Using the listing below, report how many lines hold the word "shaped", and nothing else.

--- MATERIAL SHOWN Enclosed Below ---

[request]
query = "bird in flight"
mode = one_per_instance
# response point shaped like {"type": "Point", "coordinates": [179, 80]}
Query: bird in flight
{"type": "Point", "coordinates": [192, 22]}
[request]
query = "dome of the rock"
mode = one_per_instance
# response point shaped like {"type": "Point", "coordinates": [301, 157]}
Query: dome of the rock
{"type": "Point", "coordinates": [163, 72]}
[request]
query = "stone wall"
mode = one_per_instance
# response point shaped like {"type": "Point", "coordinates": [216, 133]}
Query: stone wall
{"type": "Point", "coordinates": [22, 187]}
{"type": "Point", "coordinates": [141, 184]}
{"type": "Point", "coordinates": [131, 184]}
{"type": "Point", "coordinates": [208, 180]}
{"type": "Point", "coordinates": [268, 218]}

--- End of Enclosed MATERIAL SHOWN ---
--- MATERIAL SHOWN Enclosed Below ---

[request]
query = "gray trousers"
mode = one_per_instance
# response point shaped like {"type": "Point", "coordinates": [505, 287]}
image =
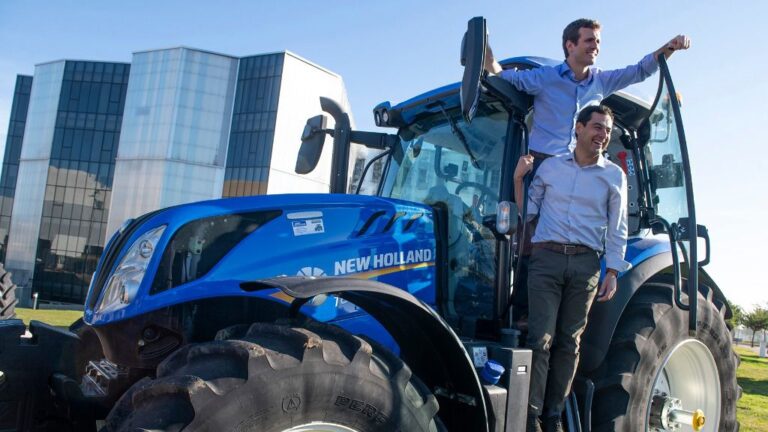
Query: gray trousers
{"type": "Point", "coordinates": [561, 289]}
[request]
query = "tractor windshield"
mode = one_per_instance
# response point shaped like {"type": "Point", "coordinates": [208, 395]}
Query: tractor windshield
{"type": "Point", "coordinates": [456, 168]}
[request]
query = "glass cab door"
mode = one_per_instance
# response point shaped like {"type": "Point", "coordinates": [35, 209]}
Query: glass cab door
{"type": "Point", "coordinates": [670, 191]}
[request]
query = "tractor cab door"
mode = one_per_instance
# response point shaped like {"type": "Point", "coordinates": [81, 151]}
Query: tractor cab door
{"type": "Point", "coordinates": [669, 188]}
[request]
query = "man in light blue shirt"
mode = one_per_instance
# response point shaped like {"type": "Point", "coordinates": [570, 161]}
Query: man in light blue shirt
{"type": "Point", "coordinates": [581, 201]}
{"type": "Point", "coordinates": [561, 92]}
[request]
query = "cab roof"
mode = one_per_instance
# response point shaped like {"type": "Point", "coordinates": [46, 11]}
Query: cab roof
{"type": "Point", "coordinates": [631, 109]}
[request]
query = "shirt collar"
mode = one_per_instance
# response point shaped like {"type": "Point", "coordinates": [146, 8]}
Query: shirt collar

--- End of Enclosed MATERIAL SHOWN ---

OUTPUT BELOW -
10